23. März 2023, 21:50 Uhr

Die Grünen haben das Gefühl, in der Ampelkoalition nur noch alleine für den Fortschritt zuständig zu sein. Dem lähmenden Streit mit SPD und FDP begegnen sie auf ihrer Klausurtagung in Weimar mit einem neuen Gemeinschaftsgefühl. Doch der damit verbundene Optimismus in die Handlungsfähigkeit der Ampel kann die Probleme wohl nur kurzzeitig überblenden.

Am letzten Tag der Klausur der Bundestagsfraktion von Bündnis 90/Die Grünen nieselt es in Weimar. Der Himmel ist grau bedeckt und der Wind pfeift kalt um die Ecke der Weimarhalle. Doch pünktlich zur abschließenden Fotoaktion lässt sich noch einmal die Sonne blicken. Die 118 Bundestagsabgeordneten stellen sich auf der Grünfläche vor der Halle auf, in der ersten Reihe halten sie Schilder mit Buchstaben nach oben. Die ergeben das Motto: "Gemeinsam stärker".

-- Erfasste Daten --
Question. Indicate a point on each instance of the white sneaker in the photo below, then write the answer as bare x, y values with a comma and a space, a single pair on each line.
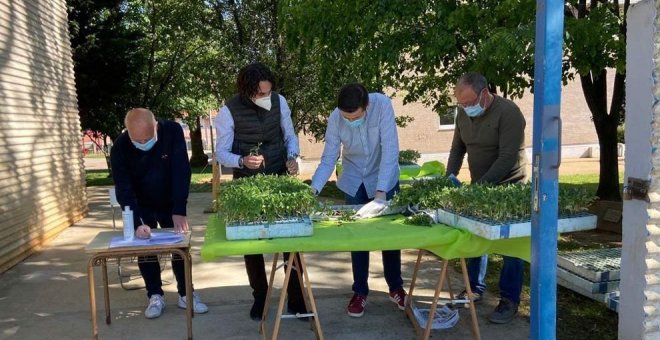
198, 306
156, 306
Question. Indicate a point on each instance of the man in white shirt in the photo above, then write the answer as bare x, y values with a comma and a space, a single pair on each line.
363, 126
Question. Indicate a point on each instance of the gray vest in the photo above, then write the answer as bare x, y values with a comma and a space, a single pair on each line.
254, 125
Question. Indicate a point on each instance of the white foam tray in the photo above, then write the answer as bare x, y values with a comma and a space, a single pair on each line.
279, 229
494, 231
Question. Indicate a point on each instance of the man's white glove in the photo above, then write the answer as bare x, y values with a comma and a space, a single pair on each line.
372, 209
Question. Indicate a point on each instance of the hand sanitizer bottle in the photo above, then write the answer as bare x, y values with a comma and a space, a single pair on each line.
127, 216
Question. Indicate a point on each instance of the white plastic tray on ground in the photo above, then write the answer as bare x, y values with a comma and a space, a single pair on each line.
293, 227
610, 299
496, 231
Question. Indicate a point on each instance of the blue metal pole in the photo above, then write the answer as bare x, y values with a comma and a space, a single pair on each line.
546, 158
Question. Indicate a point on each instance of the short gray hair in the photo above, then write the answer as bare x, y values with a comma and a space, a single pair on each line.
474, 80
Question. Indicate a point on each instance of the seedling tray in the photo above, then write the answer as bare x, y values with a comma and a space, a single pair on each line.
495, 231
595, 265
292, 227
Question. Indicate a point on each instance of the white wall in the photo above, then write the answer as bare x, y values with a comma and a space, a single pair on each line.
640, 305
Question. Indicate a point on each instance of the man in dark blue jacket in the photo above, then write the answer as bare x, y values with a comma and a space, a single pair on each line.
151, 172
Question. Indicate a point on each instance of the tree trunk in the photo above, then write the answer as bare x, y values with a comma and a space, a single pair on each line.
594, 87
608, 185
198, 157
106, 153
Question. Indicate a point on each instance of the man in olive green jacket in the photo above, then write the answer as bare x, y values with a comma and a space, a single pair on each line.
491, 130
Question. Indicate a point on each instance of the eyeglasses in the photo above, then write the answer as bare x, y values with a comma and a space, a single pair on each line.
472, 102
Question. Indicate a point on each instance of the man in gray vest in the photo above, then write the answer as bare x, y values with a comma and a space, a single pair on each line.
256, 136
491, 131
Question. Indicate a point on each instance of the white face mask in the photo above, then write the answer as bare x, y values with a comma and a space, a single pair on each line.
263, 102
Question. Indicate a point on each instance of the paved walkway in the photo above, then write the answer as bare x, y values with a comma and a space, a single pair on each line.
46, 296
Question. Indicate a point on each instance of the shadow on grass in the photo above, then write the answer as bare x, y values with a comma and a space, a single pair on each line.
578, 317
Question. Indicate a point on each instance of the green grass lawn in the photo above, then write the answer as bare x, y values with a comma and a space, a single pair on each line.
200, 181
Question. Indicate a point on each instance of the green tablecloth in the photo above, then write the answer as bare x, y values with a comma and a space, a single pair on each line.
383, 233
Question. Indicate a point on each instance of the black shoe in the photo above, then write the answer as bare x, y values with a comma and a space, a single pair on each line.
257, 310
298, 308
504, 312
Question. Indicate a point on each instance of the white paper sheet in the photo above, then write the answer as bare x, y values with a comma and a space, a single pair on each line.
157, 238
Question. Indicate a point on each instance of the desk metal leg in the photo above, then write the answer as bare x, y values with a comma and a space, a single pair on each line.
310, 296
434, 305
92, 297
414, 278
106, 293
426, 332
185, 257
264, 316
280, 306
473, 308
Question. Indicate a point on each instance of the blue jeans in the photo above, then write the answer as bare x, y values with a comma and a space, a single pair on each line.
511, 276
360, 259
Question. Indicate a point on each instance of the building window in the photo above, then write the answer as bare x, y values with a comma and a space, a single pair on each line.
448, 119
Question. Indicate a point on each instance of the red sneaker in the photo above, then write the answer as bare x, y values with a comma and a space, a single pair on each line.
356, 306
399, 297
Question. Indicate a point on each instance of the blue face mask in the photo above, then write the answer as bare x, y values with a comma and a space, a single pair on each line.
146, 146
474, 110
355, 123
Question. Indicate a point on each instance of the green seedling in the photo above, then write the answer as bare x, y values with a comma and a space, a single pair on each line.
408, 156
419, 219
265, 198
256, 151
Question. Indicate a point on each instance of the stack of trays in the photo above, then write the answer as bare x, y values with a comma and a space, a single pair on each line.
495, 231
594, 274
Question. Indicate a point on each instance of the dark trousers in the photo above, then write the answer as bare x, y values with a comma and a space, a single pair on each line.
511, 276
256, 270
149, 265
360, 259
255, 267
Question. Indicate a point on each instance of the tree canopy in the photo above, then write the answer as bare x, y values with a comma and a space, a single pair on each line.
183, 56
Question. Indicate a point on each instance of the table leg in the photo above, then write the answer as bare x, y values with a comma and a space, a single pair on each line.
409, 305
106, 293
310, 295
434, 304
473, 311
185, 257
92, 297
414, 278
280, 307
264, 316
451, 290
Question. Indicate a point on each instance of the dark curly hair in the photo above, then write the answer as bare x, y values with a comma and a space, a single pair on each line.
247, 83
351, 97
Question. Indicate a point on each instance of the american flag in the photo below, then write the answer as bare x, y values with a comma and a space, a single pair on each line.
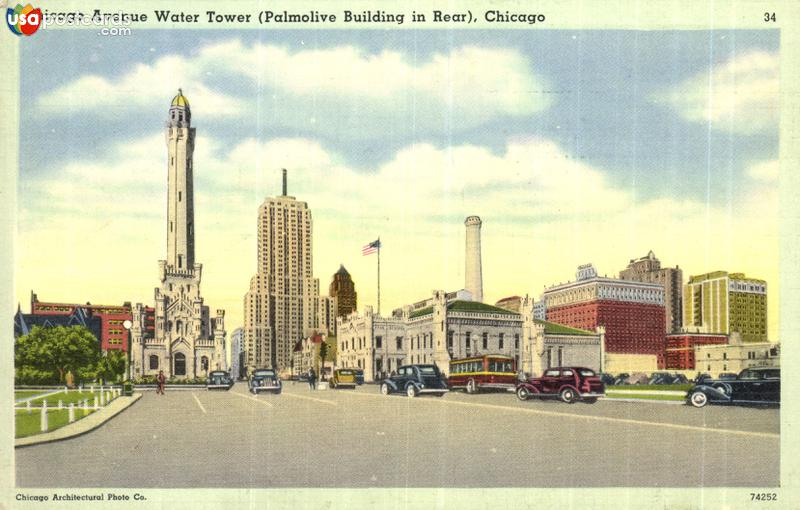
371, 247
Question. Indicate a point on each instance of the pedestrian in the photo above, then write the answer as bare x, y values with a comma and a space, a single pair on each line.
312, 379
161, 381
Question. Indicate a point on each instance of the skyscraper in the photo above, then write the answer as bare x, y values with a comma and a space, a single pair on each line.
279, 308
648, 269
343, 290
722, 302
188, 342
473, 274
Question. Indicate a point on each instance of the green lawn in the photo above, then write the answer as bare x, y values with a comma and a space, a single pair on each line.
67, 398
18, 394
30, 424
652, 387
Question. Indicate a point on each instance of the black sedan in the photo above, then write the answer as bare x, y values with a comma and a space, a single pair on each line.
753, 386
219, 380
414, 380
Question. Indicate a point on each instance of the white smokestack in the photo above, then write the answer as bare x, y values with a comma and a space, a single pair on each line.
473, 273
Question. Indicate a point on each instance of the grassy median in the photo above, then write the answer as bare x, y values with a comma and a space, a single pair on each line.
30, 424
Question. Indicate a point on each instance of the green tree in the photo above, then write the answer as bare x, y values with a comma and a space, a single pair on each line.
56, 350
111, 366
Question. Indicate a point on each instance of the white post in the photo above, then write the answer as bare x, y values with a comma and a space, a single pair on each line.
43, 425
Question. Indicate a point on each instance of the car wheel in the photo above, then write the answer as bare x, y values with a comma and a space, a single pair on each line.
698, 399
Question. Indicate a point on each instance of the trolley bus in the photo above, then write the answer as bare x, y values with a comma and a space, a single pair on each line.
494, 371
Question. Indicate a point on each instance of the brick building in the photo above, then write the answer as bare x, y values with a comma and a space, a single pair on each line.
632, 313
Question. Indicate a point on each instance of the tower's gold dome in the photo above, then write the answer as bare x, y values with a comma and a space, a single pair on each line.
180, 100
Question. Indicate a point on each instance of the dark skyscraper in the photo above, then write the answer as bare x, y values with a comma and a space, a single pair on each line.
344, 290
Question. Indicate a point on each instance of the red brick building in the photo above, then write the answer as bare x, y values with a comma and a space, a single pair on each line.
680, 348
632, 313
113, 334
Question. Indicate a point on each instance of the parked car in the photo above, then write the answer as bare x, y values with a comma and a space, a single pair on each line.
569, 384
219, 380
343, 378
265, 379
415, 380
760, 386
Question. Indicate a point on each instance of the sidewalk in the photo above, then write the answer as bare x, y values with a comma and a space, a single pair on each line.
83, 425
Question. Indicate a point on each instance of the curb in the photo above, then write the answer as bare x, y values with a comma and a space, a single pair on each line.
81, 426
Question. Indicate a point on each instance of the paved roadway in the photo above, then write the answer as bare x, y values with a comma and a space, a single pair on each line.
359, 438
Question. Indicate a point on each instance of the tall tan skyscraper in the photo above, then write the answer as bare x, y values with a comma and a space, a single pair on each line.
279, 308
187, 342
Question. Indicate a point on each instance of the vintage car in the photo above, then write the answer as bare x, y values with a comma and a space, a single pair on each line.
754, 386
265, 379
414, 380
343, 378
219, 380
569, 384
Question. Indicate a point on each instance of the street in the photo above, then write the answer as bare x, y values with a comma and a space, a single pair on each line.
359, 438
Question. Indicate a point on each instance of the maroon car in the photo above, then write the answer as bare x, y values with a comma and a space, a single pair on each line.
567, 383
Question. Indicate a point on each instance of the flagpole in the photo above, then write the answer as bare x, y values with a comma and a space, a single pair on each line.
379, 276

-- Zu bearbeitende Aufgaben --
a - Fasse den Text über die Klausurtagung der Grünen in Weimar in zwei Sätzen zusammen.
b - Führe den Text über die Klausur der Grünen in Weimar nach seinem letzten Satz weiter.
Die Datensätze braucht man hier nicht.

-- Antworten je Aufgabe --
a - Die Grünen fühlen sich in der Ampelkoalition allein für den Fortschritt zuständig und begegnen dem Streit mit SPD und FDP auf ihrer Klausurtagung in Weimar mit einem neuen Gemeinschaftsgefühl, dessen Optimismus die Probleme aber wohl nur kurzzeitig überblenden kann. Am letzten Tag stellen sich die 118 Bundestagsabgeordneten bei kurz hervorkommender Sonne vor der Weimarhalle zum Foto auf und bilden mit Buchstabenschildern das Motto „Gemeinsam stärker“.

b -
Dabei braucht es ein solches Mantra für den Zusammenhalt innerhalb der Fraktion eigentlich nicht. Denn das haben die drei Tage während der Klausur in Weimar gezeigt: Die Stimmung bei den Grünen ist mehr als gut – vergessen scheinen die Verletzungen und Enttäuschungen vom Anfang der Legislaturperiode, als arrivierte Kräfte wie Katrin Göring-Eckardt oder Anton Hofreiter bei der Verteilung der Ministerposten leer ausgingen.

Klausurmotto als Selbstvergewisserung

Dennoch ist das Motto "Gemeinsam stärker" auch ein Stück weit eine Selbstvergewisserung. Die Grünen wissen, der Handlungsdruck ist in vielen Bereichen angesichts der Klimakrise und der durch die Vorgängerregierungen verlorenen Zeit zu groß, um weiterhin einfach nichts zu tun. Sie müssen deshalb – so ihre feste Überzeugung – die Probleme angehen, denn ein anderer wird es nicht tun.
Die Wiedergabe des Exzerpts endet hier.